◆ **GOAL OF THE EXERCISE**
Rewrite the items from the start through the line containing "207L71 196L55 196L55", inclusive, as a two-column CSV with the columns "text" and "answer". Give one row per item, with each field quoted and its line breaks replaced by spaces.

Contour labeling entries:
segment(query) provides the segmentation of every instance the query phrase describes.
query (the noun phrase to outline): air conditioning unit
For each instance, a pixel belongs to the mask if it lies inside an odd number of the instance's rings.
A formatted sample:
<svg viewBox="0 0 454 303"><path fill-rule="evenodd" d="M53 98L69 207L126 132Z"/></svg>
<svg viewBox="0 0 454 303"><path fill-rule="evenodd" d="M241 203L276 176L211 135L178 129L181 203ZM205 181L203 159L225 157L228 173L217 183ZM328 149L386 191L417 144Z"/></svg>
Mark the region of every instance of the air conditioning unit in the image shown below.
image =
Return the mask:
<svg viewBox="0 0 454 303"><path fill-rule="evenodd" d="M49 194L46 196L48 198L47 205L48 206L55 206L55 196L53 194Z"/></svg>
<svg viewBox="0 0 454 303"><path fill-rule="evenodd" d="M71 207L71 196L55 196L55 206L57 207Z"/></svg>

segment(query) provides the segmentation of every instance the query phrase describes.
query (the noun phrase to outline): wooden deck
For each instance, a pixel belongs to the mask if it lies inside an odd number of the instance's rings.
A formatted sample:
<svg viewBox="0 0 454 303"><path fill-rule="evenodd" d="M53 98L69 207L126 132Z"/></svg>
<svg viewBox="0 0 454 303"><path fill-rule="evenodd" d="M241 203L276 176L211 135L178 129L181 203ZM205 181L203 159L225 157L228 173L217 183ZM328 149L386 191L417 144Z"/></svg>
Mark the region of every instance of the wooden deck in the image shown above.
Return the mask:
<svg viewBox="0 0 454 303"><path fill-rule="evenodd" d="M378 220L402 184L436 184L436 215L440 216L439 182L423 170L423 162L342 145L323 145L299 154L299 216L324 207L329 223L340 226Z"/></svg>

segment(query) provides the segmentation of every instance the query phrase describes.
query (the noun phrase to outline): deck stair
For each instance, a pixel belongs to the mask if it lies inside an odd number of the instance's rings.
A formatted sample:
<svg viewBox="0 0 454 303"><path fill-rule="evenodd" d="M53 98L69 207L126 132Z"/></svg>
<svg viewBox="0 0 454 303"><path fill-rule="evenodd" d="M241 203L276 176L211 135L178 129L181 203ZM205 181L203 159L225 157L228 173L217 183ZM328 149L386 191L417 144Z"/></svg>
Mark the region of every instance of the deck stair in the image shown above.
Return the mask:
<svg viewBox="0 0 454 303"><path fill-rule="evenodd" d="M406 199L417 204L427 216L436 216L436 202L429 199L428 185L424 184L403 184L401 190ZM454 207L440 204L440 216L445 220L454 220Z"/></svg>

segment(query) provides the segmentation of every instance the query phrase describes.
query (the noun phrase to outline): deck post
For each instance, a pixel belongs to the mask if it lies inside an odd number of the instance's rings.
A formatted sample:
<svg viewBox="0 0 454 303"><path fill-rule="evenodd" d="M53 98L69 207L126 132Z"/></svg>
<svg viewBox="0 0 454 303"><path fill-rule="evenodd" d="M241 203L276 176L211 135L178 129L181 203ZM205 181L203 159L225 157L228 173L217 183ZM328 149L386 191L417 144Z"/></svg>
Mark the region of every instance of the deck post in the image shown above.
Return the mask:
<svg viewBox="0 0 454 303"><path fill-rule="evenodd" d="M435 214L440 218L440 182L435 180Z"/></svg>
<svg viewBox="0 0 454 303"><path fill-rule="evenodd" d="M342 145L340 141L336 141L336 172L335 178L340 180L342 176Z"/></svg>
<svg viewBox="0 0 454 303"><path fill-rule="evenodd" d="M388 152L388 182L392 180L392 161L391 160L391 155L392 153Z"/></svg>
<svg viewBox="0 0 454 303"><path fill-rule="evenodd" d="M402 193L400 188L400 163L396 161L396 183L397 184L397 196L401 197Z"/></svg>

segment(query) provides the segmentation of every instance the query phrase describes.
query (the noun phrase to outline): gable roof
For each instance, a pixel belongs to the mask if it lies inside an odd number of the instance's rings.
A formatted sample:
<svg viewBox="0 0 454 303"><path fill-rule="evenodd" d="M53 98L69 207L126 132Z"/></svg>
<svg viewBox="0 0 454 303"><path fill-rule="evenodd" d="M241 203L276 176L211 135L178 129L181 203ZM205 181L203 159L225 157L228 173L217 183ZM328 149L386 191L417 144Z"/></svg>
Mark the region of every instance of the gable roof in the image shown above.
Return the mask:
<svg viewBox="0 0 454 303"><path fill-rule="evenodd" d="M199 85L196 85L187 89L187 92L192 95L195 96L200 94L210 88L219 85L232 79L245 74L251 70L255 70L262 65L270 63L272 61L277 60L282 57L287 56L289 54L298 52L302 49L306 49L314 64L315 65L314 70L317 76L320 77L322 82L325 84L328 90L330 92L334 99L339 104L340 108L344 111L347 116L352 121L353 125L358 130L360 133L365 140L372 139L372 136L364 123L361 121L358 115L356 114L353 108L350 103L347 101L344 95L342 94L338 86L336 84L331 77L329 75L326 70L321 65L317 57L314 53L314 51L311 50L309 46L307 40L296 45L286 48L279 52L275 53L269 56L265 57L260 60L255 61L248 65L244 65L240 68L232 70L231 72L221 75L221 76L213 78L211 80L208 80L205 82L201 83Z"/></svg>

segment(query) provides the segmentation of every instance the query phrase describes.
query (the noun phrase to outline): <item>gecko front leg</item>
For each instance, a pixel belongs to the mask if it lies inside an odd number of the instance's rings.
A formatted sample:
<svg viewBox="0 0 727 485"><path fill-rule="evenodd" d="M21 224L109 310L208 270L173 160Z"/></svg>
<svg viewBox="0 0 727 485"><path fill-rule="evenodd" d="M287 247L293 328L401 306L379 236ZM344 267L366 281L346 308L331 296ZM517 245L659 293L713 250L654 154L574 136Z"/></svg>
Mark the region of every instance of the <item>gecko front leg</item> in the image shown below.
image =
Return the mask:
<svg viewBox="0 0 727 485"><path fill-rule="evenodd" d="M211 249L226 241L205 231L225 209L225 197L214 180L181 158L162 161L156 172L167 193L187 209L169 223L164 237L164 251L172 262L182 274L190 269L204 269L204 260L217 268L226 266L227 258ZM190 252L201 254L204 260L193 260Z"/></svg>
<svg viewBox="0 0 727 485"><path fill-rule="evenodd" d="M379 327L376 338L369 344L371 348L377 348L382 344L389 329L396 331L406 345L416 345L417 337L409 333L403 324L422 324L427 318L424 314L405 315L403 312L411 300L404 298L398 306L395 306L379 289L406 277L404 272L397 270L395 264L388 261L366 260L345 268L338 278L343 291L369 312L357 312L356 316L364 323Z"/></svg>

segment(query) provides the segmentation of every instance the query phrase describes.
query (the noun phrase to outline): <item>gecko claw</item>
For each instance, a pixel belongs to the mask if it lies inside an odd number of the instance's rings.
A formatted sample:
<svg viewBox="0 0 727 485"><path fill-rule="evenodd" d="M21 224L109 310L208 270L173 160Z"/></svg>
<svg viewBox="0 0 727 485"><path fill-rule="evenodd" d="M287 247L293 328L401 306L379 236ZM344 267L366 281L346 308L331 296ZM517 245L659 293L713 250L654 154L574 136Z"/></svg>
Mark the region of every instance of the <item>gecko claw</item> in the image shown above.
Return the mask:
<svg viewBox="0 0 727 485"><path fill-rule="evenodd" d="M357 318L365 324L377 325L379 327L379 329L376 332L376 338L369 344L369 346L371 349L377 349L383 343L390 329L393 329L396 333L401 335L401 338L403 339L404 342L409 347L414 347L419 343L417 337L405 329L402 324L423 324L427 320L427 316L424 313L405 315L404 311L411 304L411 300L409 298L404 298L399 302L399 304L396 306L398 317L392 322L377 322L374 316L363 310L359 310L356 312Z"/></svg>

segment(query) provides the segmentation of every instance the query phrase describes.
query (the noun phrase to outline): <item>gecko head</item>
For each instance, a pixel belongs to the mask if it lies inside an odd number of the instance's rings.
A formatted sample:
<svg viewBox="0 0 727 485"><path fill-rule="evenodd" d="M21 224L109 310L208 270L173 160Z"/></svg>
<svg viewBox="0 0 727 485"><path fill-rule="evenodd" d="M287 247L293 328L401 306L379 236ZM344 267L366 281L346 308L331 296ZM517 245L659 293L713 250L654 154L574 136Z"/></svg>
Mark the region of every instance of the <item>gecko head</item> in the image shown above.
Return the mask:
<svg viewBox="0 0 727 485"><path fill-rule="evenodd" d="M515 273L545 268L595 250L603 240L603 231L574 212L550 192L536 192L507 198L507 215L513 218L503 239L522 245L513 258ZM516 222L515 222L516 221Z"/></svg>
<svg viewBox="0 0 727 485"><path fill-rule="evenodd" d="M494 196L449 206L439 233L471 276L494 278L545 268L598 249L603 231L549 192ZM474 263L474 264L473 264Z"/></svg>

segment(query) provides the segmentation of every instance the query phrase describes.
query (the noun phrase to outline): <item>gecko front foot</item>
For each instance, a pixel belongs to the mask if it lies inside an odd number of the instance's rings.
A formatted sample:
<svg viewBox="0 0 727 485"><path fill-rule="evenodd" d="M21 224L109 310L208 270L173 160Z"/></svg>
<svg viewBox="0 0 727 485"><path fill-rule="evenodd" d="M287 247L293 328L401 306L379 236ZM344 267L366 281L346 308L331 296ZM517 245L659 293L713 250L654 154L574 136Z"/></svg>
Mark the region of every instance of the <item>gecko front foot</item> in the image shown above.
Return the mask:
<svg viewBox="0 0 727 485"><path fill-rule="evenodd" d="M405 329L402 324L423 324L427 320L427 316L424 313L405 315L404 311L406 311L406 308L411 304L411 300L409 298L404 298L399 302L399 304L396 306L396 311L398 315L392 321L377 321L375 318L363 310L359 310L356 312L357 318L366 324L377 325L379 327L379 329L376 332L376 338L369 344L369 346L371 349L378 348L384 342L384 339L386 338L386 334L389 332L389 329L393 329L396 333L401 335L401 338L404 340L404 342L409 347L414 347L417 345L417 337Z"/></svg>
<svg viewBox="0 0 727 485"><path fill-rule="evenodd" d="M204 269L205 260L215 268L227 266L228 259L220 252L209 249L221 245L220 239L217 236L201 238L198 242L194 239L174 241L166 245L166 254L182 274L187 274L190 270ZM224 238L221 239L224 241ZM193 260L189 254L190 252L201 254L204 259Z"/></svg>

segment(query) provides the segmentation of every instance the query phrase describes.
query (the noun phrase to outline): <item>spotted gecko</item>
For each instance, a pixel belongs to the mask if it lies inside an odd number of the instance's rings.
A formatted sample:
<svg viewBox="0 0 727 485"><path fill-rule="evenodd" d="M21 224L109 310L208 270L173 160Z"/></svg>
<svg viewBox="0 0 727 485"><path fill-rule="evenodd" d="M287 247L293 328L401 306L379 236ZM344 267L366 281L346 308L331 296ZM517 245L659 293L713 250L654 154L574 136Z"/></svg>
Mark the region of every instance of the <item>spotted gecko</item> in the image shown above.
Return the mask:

◆ **RESULT OF THIS EXERCISE**
text,answer
"segment(query) provides the segmentation of every instance the query phrase describes. query (the noun phrase to outline): air conditioning unit For each instance, a pixel belongs to the mask if it lies inside an odd number of the instance's rings. A formatted sample: <svg viewBox=""0 0 454 303""><path fill-rule=""evenodd"" d=""M53 98L69 207L126 132Z""/></svg> <svg viewBox=""0 0 454 303""><path fill-rule=""evenodd"" d=""M241 203L276 176L211 135L178 129L181 203ZM205 181L203 159L225 157L228 173L217 183ZM328 149L386 191L417 144Z""/></svg> Mark the region of every instance of the air conditioning unit in the image shown below. image = Return the mask:","<svg viewBox=""0 0 454 303""><path fill-rule=""evenodd"" d=""M49 194L46 196L48 198L47 205L48 206L55 206L55 196L53 194Z""/></svg> <svg viewBox=""0 0 454 303""><path fill-rule=""evenodd"" d=""M71 207L71 196L55 196L55 206L57 207Z""/></svg>"